__FRAGMENTO CITADO__.
──────
Y, lo peor, o lo mejor, según el ángulo desde el que se mire, es que la formación ética de las personas no es algo que se aprenda en los libros. Me aclaro, los libros ayudan y los hay muy buenos sobre estos asuntos; nos permiten sistematizar y dar coherencia al pensamiento ético, pero, los valores, no se adquieren memorizando definiciones sino por una especie de ósmosis que comienza, de manera natural e intuitiva, en casa, y toma cuerpo con las experiencias de vida, los estudios y la convivencia con otras personas.
De ahí que, con la teledocencia y el teleaprendizaje, la pandemia ha puesto ante nosotros un reto imponente: transmitir valores, formar en humanidad, desde las pantallas. Porque, los educadores tendremos que ser muy creativos para generar la cercanía que se necesita para, por lo menos, simular, en el buen sentido del término, el calor que se produce cuando dos seres humanos se comunican y que es lo que genera, por un lado, ejemplaridad, y, por el otro, emulación, imitación, de la conducta ética.
──────
__DATOS DE ESTUDIO__.
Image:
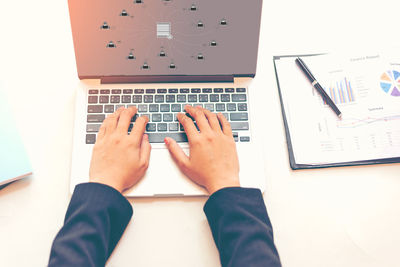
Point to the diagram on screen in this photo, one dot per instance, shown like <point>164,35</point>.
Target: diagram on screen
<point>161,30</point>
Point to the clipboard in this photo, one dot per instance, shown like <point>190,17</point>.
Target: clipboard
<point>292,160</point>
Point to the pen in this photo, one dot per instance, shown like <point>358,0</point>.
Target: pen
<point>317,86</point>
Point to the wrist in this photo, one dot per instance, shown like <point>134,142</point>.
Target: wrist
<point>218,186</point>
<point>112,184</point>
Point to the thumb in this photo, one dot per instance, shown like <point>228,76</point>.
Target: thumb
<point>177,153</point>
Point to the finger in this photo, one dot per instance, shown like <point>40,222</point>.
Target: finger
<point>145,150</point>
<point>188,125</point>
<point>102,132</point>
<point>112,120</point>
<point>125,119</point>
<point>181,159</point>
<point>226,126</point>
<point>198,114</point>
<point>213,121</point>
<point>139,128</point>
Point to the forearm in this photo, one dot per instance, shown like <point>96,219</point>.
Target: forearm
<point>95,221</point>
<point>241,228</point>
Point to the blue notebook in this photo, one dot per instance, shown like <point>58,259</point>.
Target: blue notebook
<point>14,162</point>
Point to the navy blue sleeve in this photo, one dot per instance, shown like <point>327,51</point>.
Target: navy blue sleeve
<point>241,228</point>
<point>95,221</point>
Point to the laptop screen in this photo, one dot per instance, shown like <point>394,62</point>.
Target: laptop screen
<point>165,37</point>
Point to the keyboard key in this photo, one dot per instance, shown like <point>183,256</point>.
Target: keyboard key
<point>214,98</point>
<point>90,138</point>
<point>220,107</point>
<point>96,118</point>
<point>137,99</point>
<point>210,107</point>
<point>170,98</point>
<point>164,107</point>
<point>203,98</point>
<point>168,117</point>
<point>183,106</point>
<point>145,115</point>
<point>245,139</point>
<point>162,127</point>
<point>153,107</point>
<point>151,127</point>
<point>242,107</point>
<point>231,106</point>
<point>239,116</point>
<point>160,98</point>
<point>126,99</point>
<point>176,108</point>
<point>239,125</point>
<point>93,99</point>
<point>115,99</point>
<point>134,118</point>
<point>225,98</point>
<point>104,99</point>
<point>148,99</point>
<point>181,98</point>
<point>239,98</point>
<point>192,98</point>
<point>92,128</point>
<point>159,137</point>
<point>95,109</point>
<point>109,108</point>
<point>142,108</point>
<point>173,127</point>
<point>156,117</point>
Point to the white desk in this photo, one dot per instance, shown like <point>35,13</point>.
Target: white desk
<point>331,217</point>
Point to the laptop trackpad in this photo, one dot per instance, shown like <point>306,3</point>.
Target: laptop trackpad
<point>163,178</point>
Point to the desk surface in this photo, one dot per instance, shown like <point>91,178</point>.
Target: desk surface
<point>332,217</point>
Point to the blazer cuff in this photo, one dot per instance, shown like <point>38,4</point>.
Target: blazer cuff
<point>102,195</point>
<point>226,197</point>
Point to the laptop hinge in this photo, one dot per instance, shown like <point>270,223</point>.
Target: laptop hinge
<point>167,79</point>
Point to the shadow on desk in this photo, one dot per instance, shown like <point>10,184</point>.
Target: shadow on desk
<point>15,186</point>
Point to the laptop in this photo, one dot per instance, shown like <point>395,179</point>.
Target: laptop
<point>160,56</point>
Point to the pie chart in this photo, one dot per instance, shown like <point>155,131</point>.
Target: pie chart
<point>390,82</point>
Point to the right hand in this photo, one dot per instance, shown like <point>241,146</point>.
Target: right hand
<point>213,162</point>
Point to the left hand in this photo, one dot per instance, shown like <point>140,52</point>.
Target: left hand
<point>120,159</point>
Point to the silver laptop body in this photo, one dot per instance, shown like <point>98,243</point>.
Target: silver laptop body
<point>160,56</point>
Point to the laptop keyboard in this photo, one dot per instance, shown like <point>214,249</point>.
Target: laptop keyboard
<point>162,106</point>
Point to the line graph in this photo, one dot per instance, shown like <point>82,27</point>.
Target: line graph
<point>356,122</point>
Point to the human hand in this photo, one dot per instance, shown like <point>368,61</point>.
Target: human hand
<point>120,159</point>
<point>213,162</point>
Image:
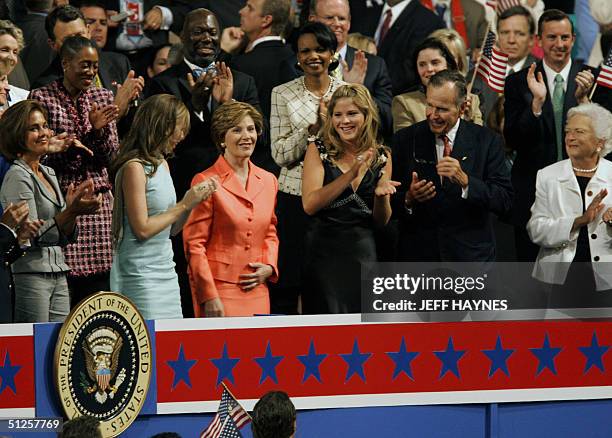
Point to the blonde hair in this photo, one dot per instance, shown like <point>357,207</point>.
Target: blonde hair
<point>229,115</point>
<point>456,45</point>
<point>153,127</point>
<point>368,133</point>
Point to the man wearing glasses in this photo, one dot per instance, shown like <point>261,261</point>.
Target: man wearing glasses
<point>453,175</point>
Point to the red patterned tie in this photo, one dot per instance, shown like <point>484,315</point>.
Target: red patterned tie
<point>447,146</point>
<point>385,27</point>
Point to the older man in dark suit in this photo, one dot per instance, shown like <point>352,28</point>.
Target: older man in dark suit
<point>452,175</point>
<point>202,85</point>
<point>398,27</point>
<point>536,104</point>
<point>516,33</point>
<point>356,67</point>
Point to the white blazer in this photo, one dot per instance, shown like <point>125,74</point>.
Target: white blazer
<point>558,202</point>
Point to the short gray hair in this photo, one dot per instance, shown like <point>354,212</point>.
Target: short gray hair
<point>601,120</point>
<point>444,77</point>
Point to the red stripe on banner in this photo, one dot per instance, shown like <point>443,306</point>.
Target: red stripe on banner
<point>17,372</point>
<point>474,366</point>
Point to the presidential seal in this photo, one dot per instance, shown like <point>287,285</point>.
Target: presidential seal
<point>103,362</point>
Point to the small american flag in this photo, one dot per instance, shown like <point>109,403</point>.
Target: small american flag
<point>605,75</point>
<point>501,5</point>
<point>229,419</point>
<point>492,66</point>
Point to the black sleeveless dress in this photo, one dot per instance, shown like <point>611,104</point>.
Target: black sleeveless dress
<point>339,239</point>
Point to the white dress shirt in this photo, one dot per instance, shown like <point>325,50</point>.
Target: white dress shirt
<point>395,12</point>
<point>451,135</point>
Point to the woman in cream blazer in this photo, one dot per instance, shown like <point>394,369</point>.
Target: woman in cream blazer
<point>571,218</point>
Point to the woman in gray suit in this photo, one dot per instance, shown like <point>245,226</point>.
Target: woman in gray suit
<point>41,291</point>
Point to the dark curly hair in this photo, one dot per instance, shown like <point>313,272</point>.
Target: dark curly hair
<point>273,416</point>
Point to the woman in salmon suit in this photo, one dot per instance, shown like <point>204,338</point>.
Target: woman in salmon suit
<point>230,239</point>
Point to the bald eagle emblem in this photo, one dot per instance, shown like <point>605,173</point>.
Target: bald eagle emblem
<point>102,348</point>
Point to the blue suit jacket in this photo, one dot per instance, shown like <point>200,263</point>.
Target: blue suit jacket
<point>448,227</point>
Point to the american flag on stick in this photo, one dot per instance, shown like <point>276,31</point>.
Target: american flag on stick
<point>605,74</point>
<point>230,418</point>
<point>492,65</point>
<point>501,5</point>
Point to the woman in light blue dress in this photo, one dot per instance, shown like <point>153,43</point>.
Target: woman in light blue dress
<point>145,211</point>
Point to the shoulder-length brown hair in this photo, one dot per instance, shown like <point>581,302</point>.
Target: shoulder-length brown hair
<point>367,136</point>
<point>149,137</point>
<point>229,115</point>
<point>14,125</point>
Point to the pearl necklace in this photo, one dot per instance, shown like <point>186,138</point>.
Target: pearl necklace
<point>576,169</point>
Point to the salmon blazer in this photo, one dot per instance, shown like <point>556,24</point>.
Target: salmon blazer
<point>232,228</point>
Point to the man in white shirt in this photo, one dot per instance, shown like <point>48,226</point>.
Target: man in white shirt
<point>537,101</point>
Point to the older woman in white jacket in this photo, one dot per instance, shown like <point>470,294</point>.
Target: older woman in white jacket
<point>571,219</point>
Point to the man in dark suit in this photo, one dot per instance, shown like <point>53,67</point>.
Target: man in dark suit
──────
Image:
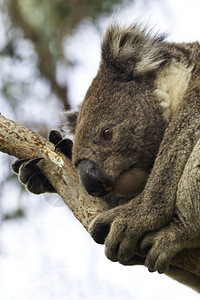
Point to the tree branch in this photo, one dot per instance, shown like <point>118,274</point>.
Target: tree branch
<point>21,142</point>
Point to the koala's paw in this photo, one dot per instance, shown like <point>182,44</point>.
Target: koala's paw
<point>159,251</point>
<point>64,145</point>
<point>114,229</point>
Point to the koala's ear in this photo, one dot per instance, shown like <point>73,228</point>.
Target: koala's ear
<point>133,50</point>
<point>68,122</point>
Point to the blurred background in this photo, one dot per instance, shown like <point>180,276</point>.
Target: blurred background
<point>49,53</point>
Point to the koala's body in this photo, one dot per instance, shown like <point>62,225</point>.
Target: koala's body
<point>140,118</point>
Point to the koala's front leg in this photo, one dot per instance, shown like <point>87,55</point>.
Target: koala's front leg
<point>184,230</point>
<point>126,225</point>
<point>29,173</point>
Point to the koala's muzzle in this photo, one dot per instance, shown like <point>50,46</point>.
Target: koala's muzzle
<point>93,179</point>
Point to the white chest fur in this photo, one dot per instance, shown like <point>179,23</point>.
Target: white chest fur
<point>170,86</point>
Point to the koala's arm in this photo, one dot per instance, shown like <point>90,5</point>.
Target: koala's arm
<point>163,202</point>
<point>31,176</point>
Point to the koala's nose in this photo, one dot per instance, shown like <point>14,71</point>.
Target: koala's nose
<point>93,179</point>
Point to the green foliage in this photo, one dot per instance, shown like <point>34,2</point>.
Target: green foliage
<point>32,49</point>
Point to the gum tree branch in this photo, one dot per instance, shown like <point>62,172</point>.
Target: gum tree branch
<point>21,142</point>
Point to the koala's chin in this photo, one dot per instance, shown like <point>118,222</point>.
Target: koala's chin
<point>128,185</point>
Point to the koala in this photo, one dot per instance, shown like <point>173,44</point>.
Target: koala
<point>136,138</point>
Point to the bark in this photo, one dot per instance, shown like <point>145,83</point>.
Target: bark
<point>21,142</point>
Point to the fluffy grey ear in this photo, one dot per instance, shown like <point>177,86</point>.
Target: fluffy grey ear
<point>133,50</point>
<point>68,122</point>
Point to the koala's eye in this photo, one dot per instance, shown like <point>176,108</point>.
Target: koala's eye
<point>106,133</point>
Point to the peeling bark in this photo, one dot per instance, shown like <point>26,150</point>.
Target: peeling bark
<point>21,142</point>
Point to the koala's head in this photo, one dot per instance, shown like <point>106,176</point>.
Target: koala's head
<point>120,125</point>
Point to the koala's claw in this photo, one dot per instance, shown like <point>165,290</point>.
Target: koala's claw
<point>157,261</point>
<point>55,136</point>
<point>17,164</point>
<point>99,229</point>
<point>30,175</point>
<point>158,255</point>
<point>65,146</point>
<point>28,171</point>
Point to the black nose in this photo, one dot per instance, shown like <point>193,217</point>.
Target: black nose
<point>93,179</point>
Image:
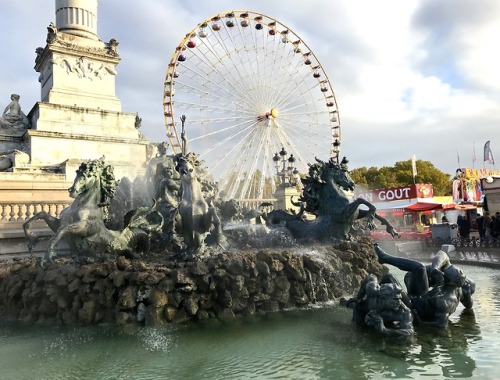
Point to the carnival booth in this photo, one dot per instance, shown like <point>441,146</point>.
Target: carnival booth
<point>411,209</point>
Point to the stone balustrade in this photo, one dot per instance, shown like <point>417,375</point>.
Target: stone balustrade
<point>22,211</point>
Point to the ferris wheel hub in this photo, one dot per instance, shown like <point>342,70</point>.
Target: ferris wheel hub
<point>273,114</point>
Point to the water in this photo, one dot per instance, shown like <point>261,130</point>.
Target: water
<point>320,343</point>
──────
__ENUNCIADO__. Prosigue el fragmento citado sobre la formación ética desde las pantallas a partir de su última oración.

__RESPUESTA__.
Por lo anterior, aunque la virtualidad ha llegado para quedarse y es un recurso educativo con posibilidades infinitas, se ha abierto una brecha que habrá que cerrar en cuanto se pueda.
Porque el trato cálido, las miradas cómplices, la corriente de sano afecto indispensable para el aprendizaje, no puede darse a través de una pantalla. Porque la transmisión de valores exige cercanía física, coincidencia en tiempos y espacios compartidos; exige la convivencia amable de la cotidianidad.